### Directions for this task
When the word "wooden" shows up in a line of the data below, copy that whole line.

START Exercise inputs

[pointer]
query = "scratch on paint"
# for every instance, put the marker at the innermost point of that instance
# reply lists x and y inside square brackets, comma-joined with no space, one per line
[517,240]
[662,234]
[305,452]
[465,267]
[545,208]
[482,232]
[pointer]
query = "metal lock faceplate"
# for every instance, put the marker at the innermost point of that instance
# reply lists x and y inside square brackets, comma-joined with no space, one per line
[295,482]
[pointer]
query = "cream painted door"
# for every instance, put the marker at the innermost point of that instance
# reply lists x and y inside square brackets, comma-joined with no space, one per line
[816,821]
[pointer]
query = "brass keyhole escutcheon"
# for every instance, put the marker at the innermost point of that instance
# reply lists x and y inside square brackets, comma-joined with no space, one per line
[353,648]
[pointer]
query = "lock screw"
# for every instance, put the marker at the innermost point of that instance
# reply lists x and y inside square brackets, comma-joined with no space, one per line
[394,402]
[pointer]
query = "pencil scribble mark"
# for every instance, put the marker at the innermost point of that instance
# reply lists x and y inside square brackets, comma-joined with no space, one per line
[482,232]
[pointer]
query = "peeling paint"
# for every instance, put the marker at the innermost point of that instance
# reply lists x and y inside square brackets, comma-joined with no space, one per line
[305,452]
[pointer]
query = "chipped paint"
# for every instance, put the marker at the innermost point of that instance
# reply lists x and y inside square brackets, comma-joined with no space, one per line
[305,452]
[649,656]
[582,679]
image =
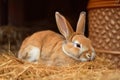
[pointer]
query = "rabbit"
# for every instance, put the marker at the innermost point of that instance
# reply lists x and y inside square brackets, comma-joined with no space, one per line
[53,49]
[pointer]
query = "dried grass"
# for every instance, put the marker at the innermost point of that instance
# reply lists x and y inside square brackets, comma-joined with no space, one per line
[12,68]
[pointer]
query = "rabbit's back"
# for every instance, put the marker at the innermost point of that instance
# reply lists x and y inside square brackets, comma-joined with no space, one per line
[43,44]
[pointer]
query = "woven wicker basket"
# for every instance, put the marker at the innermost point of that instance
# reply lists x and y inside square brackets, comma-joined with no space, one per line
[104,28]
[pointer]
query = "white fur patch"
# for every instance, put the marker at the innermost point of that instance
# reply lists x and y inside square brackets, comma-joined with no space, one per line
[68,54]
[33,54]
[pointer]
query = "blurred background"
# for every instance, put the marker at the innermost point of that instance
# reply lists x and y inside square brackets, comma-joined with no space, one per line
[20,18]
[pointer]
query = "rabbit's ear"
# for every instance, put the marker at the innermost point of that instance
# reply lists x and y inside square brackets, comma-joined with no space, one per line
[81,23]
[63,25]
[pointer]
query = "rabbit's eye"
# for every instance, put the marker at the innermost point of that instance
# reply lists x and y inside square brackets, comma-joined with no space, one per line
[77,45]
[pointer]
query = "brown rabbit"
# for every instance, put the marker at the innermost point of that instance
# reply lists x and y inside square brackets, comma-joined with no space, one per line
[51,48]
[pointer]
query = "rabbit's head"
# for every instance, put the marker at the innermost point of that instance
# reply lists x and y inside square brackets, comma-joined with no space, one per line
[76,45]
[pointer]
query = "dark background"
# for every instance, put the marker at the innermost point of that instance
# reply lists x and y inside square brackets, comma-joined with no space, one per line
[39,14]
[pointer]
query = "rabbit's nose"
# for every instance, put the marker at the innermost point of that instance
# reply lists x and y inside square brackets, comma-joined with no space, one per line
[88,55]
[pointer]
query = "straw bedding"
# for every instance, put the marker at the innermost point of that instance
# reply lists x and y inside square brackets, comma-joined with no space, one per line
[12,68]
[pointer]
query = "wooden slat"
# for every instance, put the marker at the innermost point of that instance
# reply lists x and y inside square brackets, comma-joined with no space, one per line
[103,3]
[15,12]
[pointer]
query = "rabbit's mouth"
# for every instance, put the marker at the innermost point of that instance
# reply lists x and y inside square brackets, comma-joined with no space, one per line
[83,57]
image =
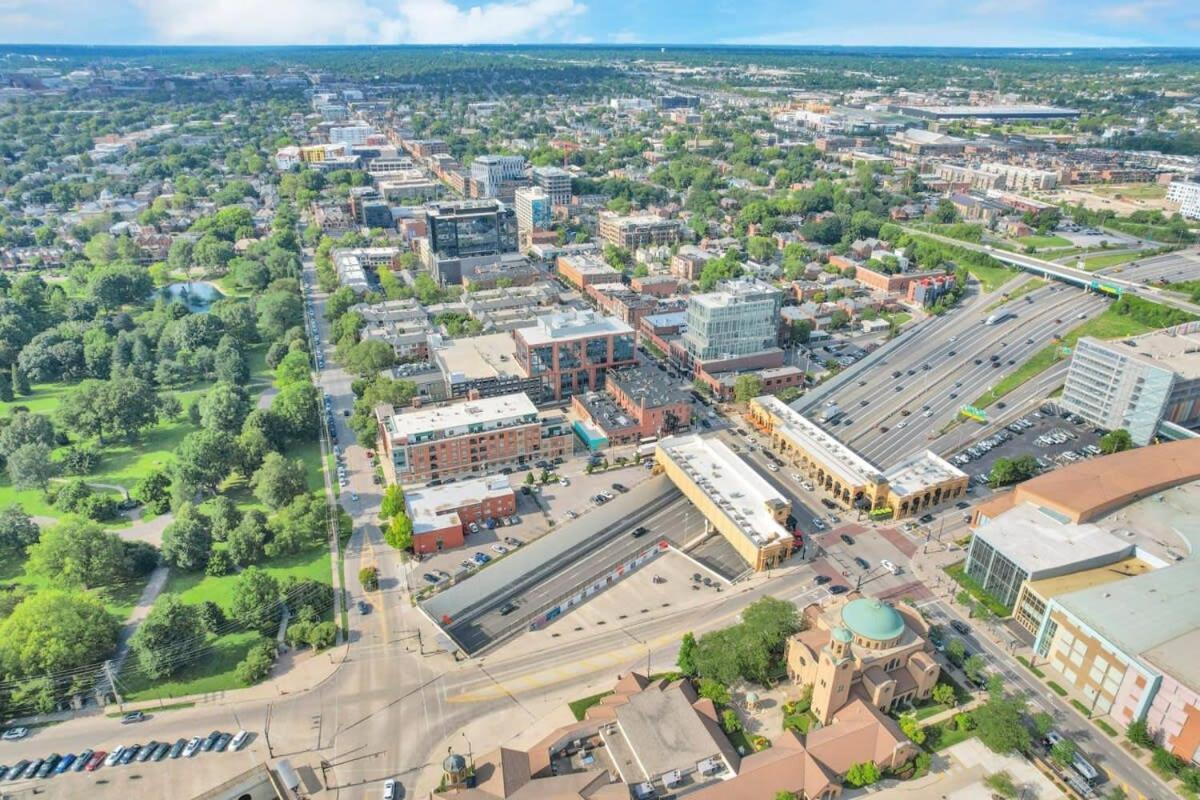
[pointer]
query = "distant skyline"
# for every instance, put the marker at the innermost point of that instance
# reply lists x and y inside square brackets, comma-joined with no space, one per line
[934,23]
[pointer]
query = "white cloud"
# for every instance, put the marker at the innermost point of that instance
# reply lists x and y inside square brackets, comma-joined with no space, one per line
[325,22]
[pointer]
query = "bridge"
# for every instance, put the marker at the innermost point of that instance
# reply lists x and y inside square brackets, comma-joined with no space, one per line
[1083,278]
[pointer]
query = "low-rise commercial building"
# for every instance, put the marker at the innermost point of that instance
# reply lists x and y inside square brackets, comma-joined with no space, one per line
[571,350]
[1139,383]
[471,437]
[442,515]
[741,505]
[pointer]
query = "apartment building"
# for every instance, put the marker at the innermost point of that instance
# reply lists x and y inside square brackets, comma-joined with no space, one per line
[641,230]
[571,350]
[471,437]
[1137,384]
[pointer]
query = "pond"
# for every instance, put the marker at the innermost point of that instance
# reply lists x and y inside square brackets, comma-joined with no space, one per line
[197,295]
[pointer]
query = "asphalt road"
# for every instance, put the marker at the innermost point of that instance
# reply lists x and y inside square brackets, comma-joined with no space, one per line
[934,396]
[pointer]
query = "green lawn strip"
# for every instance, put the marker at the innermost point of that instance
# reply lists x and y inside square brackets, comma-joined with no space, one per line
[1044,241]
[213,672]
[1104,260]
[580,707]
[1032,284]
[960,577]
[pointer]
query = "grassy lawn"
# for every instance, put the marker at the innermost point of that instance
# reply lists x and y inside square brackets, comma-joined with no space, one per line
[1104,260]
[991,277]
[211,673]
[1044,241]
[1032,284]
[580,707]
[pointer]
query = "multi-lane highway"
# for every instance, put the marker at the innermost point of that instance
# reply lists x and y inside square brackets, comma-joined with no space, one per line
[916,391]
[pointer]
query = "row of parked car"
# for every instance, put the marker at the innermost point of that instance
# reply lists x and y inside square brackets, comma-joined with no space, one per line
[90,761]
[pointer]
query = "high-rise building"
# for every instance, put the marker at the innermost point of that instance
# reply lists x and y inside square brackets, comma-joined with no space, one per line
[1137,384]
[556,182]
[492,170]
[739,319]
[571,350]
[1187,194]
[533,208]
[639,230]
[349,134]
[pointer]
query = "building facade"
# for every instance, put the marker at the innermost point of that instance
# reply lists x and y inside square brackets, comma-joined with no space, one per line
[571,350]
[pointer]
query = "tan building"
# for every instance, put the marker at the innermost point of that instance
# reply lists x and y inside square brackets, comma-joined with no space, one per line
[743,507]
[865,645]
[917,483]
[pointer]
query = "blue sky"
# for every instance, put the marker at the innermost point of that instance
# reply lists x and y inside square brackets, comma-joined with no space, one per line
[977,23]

END Exercise inputs
START Exercise inputs

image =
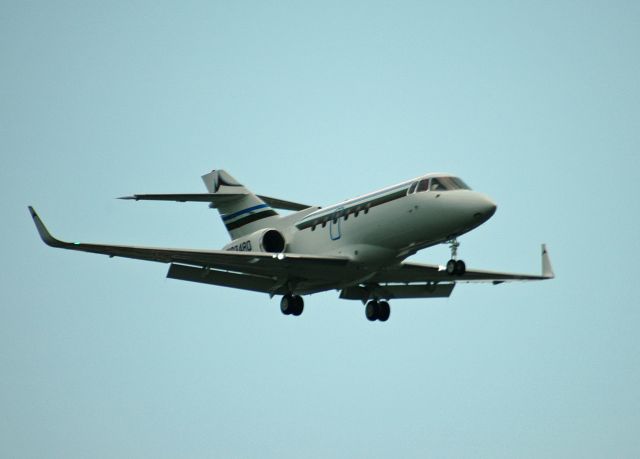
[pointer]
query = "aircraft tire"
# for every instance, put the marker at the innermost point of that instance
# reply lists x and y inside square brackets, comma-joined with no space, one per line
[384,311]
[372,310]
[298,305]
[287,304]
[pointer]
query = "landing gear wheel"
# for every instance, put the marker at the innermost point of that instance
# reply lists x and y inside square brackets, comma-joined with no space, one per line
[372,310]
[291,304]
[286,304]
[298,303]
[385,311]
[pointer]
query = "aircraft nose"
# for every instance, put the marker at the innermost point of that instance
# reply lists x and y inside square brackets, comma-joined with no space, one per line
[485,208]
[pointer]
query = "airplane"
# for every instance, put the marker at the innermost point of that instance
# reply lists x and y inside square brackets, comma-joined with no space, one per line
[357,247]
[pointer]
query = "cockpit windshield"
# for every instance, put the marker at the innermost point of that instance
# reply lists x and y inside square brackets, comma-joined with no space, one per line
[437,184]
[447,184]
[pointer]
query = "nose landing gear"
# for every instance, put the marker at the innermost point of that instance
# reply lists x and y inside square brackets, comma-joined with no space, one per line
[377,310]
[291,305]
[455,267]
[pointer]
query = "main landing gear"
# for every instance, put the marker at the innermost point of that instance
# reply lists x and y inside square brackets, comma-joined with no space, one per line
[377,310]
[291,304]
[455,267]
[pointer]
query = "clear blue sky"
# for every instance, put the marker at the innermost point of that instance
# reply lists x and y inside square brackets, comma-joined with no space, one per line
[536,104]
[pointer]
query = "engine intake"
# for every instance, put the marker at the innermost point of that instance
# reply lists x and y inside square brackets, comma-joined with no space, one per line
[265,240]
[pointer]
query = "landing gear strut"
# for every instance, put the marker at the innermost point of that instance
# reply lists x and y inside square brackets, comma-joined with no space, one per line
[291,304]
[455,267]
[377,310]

END Exercise inputs
START Exercise inputs

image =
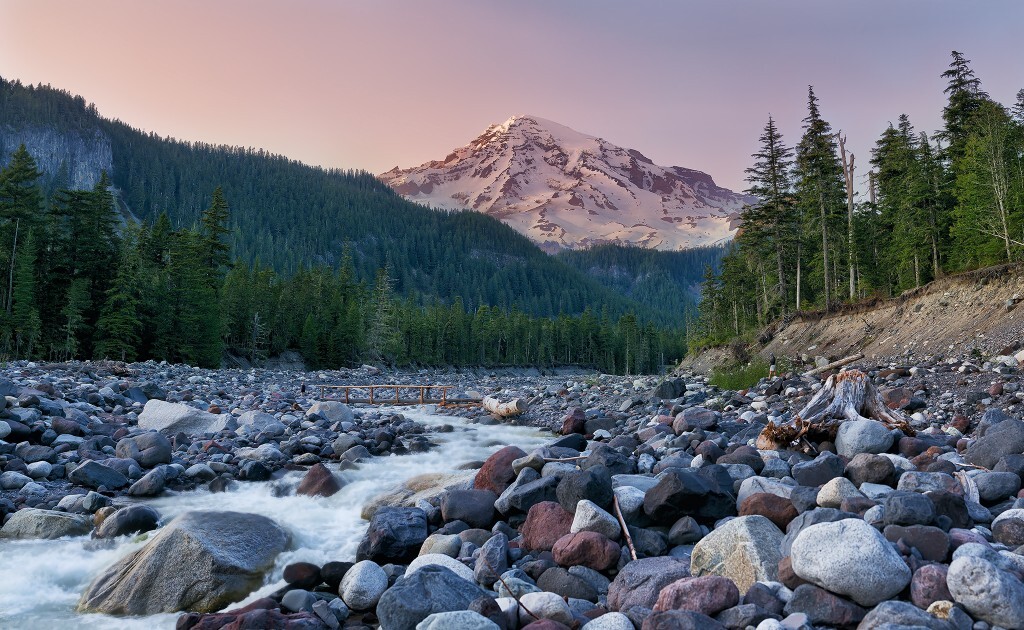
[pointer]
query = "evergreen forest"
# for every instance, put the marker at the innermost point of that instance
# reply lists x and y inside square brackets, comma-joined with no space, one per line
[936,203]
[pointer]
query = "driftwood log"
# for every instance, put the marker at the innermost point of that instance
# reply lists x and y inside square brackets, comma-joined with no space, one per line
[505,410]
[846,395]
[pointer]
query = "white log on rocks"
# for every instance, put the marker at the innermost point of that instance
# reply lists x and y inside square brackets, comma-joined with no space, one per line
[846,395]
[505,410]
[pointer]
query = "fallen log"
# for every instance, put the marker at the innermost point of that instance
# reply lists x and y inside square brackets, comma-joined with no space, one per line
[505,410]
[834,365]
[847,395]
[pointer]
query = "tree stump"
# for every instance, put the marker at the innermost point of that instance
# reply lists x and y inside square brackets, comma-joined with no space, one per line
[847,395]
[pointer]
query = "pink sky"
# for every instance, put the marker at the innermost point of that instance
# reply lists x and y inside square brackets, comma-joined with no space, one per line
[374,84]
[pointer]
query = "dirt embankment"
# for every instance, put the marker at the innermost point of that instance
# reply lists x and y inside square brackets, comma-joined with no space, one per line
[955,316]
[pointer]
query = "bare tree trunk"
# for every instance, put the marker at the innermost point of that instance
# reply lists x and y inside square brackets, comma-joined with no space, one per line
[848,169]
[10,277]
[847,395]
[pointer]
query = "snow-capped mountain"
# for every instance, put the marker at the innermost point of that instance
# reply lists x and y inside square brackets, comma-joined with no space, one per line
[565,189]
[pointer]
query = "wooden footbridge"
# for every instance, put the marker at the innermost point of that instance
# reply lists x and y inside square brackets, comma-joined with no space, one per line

END Exercise inputs

### Your solution
query = "wooden slat"
query = "wooden footbridge"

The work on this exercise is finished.